§ GOAL
Print, exactly as given, each line of the data from the line containing "Objective — drop a marker on each instance of the small" up to and including its last line.

** START OF RECORDS **

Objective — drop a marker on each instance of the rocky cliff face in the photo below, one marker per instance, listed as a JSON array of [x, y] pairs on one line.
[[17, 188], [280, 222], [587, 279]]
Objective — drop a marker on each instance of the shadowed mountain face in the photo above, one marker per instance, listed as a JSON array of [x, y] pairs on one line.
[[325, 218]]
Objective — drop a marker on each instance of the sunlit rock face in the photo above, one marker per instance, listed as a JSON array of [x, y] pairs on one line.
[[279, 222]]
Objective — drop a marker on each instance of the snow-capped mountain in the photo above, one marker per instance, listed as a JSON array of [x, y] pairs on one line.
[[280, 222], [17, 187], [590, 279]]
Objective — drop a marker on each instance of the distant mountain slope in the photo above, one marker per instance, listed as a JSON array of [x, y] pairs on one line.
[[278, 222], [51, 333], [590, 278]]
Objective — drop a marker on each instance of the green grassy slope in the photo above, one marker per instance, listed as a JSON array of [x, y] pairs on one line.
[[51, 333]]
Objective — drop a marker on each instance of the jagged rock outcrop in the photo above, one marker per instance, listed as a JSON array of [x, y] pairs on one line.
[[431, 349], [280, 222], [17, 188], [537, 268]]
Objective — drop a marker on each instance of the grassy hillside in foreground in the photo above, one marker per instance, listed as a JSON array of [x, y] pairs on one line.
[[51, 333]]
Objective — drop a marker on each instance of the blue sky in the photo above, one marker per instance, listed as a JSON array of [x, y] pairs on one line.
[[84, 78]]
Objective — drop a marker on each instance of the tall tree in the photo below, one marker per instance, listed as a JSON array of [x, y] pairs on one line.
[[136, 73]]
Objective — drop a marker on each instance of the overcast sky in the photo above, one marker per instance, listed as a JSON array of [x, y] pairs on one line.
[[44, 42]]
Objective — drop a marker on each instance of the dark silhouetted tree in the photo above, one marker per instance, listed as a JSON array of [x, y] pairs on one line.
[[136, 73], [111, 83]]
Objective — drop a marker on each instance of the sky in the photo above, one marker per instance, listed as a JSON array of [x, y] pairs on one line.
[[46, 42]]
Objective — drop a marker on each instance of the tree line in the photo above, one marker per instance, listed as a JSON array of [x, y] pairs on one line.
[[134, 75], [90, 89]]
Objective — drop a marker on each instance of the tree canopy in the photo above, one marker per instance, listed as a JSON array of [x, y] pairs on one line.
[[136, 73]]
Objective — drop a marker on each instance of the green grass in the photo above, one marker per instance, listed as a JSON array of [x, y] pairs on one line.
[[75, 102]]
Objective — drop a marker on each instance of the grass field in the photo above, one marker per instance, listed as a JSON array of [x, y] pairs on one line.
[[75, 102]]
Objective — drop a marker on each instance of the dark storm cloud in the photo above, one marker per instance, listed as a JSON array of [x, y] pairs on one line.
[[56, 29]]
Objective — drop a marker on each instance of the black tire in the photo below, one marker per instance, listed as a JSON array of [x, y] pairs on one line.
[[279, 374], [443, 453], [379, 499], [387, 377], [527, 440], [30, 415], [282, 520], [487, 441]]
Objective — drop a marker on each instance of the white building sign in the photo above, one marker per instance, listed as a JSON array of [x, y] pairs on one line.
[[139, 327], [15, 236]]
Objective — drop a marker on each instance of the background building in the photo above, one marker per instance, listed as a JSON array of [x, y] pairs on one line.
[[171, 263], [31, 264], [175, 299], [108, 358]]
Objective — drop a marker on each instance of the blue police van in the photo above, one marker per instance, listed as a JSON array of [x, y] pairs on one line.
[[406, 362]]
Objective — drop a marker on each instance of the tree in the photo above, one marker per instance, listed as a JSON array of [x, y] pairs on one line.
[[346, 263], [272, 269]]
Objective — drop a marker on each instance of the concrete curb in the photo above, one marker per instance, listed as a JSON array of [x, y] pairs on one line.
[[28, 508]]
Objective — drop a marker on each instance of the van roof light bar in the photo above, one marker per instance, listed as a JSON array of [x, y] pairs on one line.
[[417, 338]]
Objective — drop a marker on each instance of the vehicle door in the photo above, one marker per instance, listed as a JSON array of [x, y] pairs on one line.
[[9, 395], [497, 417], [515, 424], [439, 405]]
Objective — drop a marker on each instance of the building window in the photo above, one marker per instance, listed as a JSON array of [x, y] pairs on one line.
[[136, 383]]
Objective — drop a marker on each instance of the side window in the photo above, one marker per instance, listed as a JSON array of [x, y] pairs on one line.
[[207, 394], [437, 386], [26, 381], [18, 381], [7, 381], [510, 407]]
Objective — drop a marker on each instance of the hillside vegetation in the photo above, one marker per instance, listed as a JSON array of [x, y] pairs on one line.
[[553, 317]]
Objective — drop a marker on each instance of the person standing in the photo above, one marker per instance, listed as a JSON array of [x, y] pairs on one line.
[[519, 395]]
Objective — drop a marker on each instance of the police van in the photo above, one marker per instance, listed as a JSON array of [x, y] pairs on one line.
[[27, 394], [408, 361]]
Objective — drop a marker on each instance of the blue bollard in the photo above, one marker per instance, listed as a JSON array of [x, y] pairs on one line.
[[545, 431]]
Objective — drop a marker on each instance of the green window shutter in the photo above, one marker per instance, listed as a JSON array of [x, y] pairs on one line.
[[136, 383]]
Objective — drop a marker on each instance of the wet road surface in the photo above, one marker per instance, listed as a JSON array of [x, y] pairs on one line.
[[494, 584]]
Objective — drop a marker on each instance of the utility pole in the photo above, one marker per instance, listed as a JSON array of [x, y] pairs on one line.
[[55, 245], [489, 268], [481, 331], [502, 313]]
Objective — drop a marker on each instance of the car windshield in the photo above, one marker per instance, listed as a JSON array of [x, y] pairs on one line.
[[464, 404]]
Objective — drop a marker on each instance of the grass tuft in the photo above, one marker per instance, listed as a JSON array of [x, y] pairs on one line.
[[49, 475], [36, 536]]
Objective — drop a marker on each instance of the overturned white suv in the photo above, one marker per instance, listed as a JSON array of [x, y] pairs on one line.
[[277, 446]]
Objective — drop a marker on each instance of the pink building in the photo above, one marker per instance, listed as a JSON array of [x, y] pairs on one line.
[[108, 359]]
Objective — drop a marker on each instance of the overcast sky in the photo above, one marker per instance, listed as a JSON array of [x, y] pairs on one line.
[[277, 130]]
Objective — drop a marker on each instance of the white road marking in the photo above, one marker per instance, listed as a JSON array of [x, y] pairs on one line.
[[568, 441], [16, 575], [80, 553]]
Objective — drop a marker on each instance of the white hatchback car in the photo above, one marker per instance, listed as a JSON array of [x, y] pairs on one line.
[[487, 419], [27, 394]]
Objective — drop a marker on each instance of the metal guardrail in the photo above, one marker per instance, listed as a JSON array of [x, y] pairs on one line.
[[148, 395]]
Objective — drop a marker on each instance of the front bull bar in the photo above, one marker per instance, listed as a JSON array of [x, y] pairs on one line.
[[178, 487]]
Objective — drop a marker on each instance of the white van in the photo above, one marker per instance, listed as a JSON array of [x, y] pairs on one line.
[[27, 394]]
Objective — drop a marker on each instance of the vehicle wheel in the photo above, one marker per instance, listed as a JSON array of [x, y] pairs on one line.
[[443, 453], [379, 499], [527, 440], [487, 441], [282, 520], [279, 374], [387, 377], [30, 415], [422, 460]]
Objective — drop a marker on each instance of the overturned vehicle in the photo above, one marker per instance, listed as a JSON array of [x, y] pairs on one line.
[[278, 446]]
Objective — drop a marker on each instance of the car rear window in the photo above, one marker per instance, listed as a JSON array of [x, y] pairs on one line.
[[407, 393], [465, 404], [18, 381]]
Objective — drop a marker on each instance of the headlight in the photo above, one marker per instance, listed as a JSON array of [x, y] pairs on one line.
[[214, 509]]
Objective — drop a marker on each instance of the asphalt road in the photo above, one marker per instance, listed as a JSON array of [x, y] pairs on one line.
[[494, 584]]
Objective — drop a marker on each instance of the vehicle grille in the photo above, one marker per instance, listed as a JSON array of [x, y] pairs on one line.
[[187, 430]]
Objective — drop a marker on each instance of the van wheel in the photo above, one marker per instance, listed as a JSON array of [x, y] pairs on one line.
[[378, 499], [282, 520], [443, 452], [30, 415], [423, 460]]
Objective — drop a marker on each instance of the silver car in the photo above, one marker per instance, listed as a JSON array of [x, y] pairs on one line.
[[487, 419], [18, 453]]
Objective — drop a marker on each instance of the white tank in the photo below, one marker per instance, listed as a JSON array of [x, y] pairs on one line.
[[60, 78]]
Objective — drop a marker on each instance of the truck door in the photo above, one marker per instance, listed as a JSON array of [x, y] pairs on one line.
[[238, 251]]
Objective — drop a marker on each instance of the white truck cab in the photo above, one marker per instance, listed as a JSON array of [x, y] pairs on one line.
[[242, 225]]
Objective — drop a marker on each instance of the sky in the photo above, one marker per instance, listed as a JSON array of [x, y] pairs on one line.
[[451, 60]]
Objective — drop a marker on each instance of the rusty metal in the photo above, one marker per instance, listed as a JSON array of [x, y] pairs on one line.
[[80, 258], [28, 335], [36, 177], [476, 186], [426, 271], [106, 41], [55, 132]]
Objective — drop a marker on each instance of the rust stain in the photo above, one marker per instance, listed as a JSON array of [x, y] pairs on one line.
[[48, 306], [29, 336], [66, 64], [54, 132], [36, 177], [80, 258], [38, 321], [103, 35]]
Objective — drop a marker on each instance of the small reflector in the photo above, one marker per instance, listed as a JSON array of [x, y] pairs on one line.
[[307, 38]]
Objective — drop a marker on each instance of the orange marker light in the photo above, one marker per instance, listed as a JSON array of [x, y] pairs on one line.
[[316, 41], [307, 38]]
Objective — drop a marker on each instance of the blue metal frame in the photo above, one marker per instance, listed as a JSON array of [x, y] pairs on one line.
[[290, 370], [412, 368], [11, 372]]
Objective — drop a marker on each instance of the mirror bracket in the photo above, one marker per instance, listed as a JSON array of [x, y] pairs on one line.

** END OF RECORDS **

§ REPLY
Objective — drop a marker on each instance of the small reflector in the photo above, one marker per instance, listed as a JSON array of [x, y] pairs on one line.
[[307, 38]]
Objective — drop a marker on each instance of the orange marker light in the photo above, one marker per instance, listed as a JSON array of [x, y] pairs on one line.
[[316, 41], [307, 38]]
Objective — drop a marker on each instance of the blue metal frame in the photo above, one marker per instance, listed as a JSON array of [x, y] pairs on one line.
[[290, 370], [412, 368], [11, 372]]
Objective — drop a marker on each instance of the mirror bracket in the photo above, one marker per instance, listed as a JSON array of [x, y] pairs on one line.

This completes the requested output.